═════ DATA FOR THE TASK

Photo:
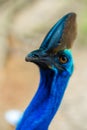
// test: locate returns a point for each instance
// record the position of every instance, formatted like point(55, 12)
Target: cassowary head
point(54, 51)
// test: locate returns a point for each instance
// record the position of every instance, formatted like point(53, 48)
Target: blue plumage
point(56, 67)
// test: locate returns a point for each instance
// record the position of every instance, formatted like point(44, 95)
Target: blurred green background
point(23, 25)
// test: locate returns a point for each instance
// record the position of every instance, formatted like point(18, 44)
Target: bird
point(55, 61)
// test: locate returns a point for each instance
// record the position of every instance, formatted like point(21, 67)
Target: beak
point(37, 56)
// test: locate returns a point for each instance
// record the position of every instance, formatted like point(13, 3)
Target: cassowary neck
point(46, 101)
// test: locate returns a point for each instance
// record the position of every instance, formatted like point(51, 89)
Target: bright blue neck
point(46, 101)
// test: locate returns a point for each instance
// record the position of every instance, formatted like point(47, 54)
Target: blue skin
point(47, 99)
point(56, 67)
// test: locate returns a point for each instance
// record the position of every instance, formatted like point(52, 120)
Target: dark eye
point(63, 59)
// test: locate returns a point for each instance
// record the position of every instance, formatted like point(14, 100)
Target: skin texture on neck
point(46, 101)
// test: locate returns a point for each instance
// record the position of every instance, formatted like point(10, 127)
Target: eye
point(63, 59)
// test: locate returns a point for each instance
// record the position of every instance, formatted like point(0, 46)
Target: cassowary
point(55, 62)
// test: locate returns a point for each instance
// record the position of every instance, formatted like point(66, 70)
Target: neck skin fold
point(46, 101)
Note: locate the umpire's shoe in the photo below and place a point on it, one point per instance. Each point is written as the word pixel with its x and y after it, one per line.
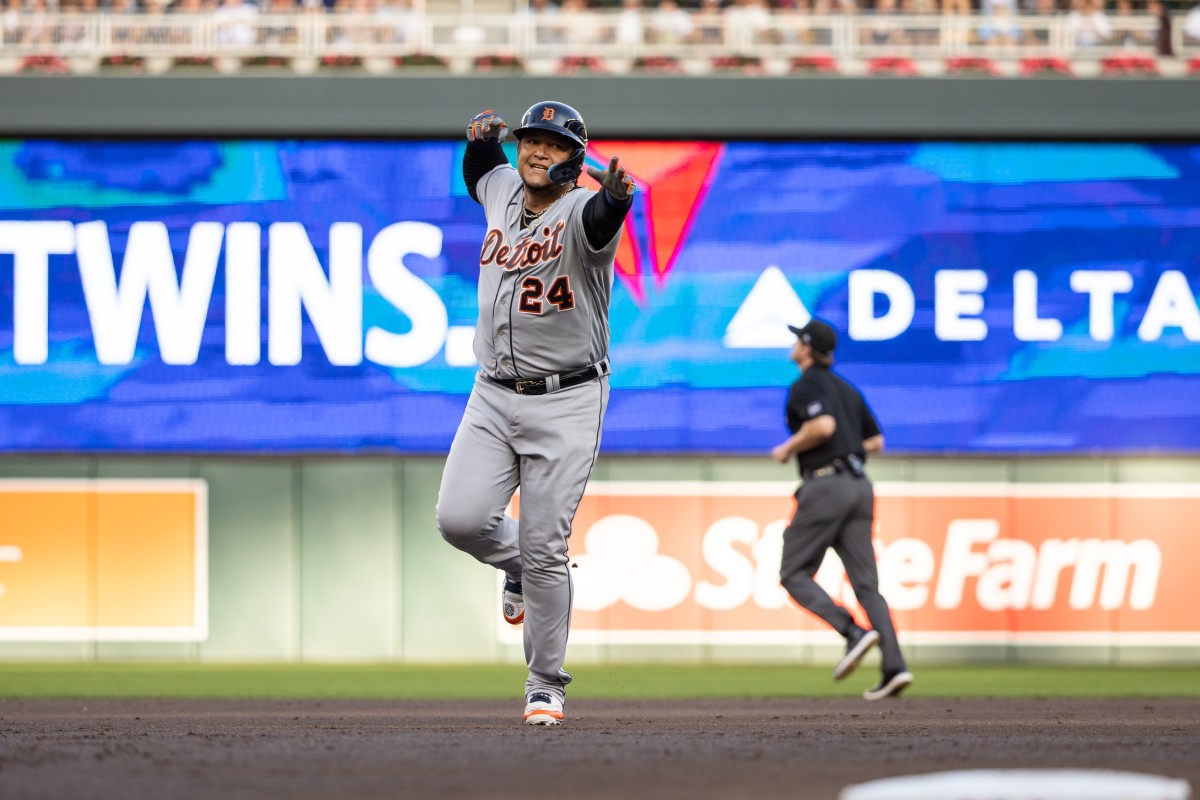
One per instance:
pixel 857 645
pixel 513 602
pixel 889 686
pixel 543 708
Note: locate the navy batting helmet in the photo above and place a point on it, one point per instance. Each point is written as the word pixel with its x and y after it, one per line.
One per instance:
pixel 565 121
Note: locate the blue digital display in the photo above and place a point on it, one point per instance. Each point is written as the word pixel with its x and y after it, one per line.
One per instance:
pixel 319 296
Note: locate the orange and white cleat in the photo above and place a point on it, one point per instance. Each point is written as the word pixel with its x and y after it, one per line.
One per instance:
pixel 544 708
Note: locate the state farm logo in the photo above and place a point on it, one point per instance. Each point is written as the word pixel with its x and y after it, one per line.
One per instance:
pixel 958 563
pixel 623 564
pixel 1011 573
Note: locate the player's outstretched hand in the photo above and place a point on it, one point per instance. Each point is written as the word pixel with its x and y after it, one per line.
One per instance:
pixel 486 126
pixel 615 179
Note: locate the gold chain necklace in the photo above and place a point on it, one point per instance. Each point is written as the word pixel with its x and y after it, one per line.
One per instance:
pixel 528 218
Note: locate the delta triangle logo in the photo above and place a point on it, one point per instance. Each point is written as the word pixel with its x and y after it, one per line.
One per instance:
pixel 763 317
pixel 672 180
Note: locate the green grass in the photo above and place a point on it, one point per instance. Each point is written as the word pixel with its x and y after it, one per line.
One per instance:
pixel 401 681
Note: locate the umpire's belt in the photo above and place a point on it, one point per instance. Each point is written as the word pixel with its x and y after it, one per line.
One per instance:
pixel 832 468
pixel 551 384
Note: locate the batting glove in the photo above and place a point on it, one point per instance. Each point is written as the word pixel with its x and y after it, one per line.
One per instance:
pixel 486 126
pixel 615 179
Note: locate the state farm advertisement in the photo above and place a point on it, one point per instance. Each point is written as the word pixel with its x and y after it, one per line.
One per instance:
pixel 959 563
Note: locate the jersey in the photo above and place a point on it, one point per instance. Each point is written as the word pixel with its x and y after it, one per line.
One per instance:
pixel 544 290
pixel 820 391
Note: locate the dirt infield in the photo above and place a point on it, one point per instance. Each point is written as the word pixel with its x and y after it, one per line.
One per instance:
pixel 695 750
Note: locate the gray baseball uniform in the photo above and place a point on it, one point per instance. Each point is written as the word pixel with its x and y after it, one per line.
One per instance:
pixel 543 314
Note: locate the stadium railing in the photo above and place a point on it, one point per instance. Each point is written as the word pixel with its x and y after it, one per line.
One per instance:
pixel 589 41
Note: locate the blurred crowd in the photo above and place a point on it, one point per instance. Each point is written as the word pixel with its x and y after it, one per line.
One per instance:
pixel 993 23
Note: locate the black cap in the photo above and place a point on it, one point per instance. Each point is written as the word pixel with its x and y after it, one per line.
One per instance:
pixel 817 335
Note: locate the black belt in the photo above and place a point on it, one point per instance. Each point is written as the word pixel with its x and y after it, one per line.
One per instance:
pixel 541 385
pixel 832 468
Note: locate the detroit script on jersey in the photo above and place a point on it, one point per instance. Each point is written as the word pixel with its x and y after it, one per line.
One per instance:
pixel 543 293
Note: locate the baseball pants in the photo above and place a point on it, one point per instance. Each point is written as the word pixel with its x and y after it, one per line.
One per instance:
pixel 547 445
pixel 838 511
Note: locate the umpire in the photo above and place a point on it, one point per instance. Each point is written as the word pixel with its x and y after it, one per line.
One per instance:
pixel 832 432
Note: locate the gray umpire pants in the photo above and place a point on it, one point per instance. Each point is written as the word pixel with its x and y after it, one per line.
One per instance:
pixel 837 511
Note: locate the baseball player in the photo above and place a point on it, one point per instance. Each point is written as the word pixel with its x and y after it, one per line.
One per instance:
pixel 832 432
pixel 534 415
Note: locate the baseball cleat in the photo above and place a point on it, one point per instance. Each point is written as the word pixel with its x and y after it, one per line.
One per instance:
pixel 889 686
pixel 513 602
pixel 544 709
pixel 856 649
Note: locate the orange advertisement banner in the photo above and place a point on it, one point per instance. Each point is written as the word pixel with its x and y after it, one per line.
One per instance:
pixel 103 560
pixel 959 563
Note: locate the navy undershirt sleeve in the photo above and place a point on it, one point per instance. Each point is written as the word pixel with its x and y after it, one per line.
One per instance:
pixel 479 158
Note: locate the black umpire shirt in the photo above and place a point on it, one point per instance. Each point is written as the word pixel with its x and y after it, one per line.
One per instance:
pixel 820 391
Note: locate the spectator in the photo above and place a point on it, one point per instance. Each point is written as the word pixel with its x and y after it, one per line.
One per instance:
pixel 1127 26
pixel 1163 43
pixel 191 7
pixel 234 22
pixel 544 16
pixel 395 20
pixel 999 25
pixel 629 24
pixel 1087 24
pixel 1038 30
pixel 10 24
pixel 670 24
pixel 883 28
pixel 580 24
pixel 280 31
pixel 750 20
pixel 709 23
pixel 1192 25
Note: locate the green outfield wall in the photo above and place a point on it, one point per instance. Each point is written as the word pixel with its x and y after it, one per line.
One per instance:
pixel 339 560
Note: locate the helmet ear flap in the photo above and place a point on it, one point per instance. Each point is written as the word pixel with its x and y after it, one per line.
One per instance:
pixel 568 172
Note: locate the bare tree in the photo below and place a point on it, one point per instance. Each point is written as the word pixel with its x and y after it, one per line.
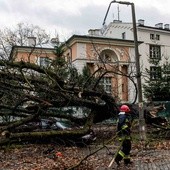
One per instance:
pixel 19 36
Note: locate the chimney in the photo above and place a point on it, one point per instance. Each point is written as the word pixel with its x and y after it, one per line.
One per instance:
pixel 31 41
pixel 141 22
pixel 159 25
pixel 94 32
pixel 166 26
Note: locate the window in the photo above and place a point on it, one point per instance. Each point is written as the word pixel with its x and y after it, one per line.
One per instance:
pixel 44 61
pixel 155 73
pixel 152 36
pixel 123 35
pixel 155 52
pixel 107 85
pixel 106 58
pixel 157 37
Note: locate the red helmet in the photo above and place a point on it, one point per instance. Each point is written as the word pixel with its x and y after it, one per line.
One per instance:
pixel 124 108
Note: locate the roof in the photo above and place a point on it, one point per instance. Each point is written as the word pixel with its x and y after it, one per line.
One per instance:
pixel 98 38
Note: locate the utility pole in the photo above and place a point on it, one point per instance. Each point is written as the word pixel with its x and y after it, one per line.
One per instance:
pixel 142 129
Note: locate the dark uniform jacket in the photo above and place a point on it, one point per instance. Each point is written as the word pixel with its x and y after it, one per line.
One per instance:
pixel 124 124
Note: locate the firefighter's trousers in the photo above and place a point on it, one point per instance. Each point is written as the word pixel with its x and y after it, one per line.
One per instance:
pixel 124 152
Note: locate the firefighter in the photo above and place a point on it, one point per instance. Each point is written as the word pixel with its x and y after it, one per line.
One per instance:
pixel 123 131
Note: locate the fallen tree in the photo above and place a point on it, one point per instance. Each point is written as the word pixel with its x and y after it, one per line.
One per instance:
pixel 29 93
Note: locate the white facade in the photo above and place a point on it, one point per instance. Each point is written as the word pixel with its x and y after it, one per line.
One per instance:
pixel 157 35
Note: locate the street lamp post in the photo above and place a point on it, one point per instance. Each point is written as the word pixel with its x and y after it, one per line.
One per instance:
pixel 142 129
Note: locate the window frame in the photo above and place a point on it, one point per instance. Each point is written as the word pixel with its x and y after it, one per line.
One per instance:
pixel 155 73
pixel 44 61
pixel 154 51
pixel 106 82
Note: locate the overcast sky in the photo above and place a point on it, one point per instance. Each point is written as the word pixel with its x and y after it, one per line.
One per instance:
pixel 68 17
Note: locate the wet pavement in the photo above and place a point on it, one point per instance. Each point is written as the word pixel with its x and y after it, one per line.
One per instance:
pixel 147 160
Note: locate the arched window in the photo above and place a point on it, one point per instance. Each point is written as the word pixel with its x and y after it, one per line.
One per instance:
pixel 107 56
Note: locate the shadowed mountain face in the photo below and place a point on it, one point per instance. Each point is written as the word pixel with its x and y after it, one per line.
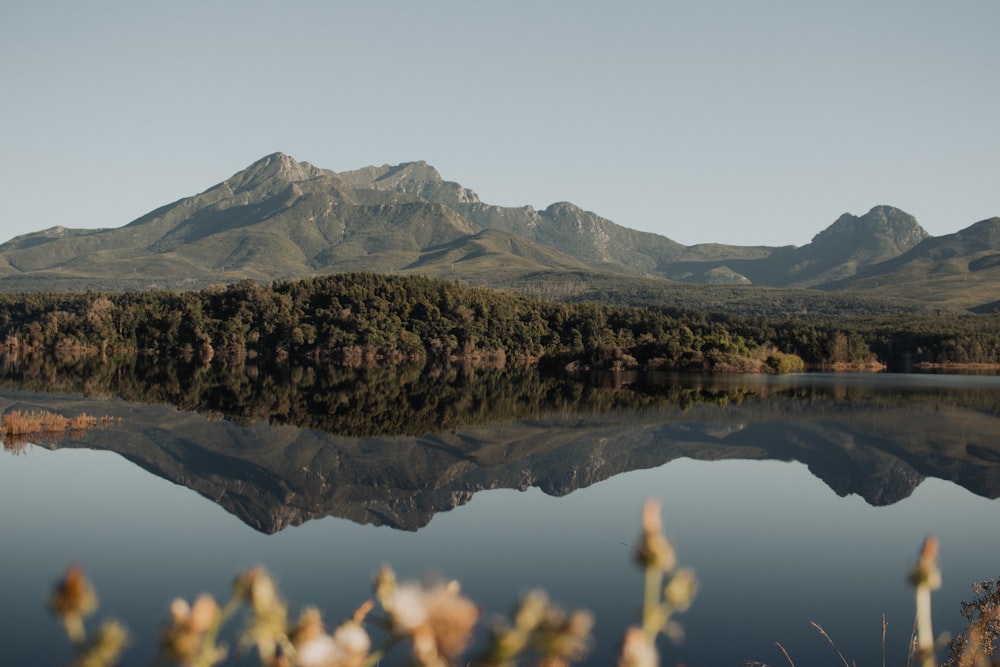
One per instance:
pixel 878 441
pixel 282 219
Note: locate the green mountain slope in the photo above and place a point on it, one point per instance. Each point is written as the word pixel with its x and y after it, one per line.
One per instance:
pixel 957 269
pixel 282 219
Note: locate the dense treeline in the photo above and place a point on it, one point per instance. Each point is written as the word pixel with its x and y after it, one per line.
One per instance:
pixel 364 318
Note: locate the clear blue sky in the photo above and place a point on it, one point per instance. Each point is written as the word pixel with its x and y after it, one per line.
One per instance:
pixel 737 122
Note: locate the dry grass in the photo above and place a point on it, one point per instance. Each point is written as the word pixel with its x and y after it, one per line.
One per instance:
pixel 19 427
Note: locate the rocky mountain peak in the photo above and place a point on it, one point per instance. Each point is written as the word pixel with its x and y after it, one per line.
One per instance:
pixel 884 225
pixel 273 167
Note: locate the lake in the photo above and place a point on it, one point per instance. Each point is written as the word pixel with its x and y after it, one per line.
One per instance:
pixel 795 499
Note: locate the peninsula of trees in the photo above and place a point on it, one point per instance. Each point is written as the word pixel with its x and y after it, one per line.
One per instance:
pixel 369 318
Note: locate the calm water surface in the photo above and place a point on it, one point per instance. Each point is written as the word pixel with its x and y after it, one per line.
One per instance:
pixel 773 544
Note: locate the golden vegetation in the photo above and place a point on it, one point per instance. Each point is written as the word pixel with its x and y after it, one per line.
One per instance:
pixel 18 427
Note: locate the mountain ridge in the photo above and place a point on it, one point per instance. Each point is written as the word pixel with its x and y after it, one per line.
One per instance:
pixel 283 219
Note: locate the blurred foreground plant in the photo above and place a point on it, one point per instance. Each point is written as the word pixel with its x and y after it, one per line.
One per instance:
pixel 435 624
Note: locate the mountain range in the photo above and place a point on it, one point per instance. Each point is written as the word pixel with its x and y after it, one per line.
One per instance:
pixel 280 219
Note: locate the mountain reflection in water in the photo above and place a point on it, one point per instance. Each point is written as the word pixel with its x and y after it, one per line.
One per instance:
pixel 388 447
pixel 772 547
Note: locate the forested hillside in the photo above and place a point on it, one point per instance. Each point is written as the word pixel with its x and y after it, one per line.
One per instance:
pixel 368 318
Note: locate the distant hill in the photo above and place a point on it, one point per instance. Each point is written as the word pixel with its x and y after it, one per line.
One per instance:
pixel 283 219
pixel 961 268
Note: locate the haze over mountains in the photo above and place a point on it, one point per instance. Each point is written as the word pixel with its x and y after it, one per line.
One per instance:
pixel 282 219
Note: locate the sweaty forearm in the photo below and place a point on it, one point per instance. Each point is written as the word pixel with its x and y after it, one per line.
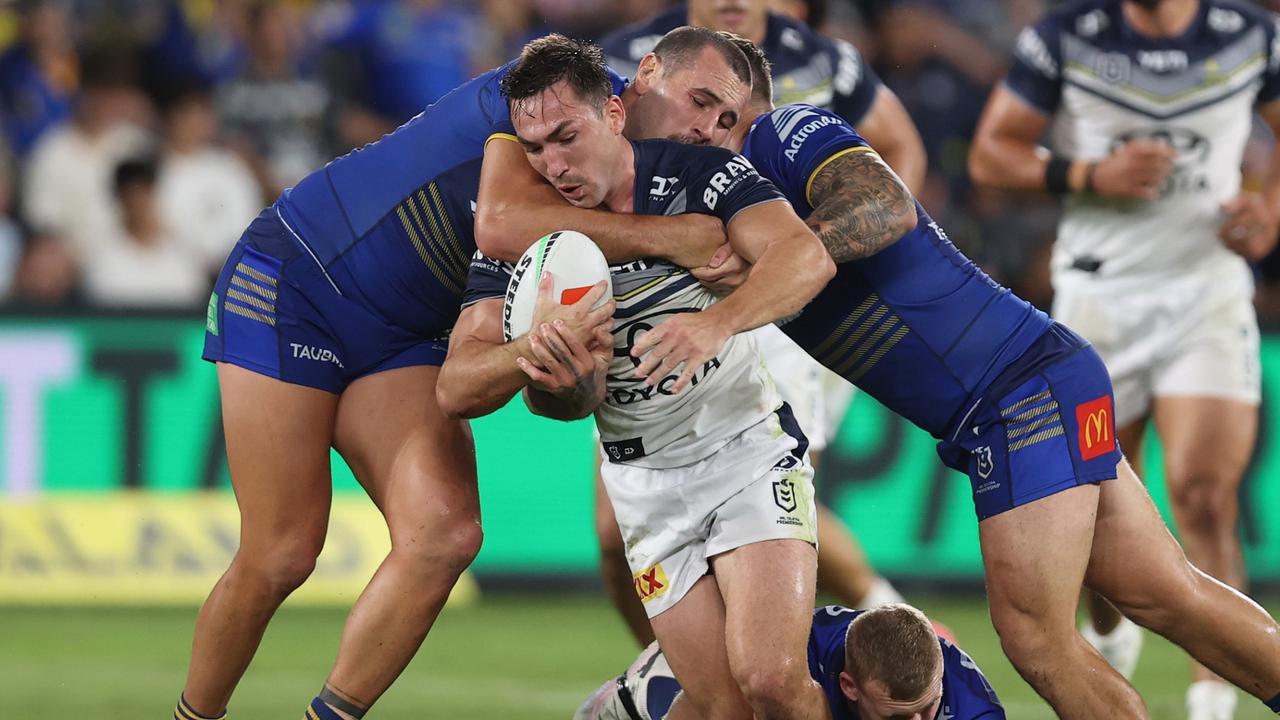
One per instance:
pixel 581 402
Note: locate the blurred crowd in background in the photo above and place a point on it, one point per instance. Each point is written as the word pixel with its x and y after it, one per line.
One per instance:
pixel 140 137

══════════

WHAT IS NEEDED
Return the lines above unchanged, from the start of the records through the line that contains "point(23, 25)", including that line, and leave the pictures out of your answer.

ANSWER TO THIS EXERCISE
Photo:
// test: locate returns a point for each instance
// record the position of every instance, formatted like point(55, 12)
Target: cassowary head
point(54, 51)
// test: locate returns a point for each instance
// record the position of every instance, formatted like point(53, 48)
Target: blue plumage
point(56, 67)
// test: locate returns a point for each instance
// record the position of every instance, formatted like point(44, 95)
Target: blurred green background
point(23, 25)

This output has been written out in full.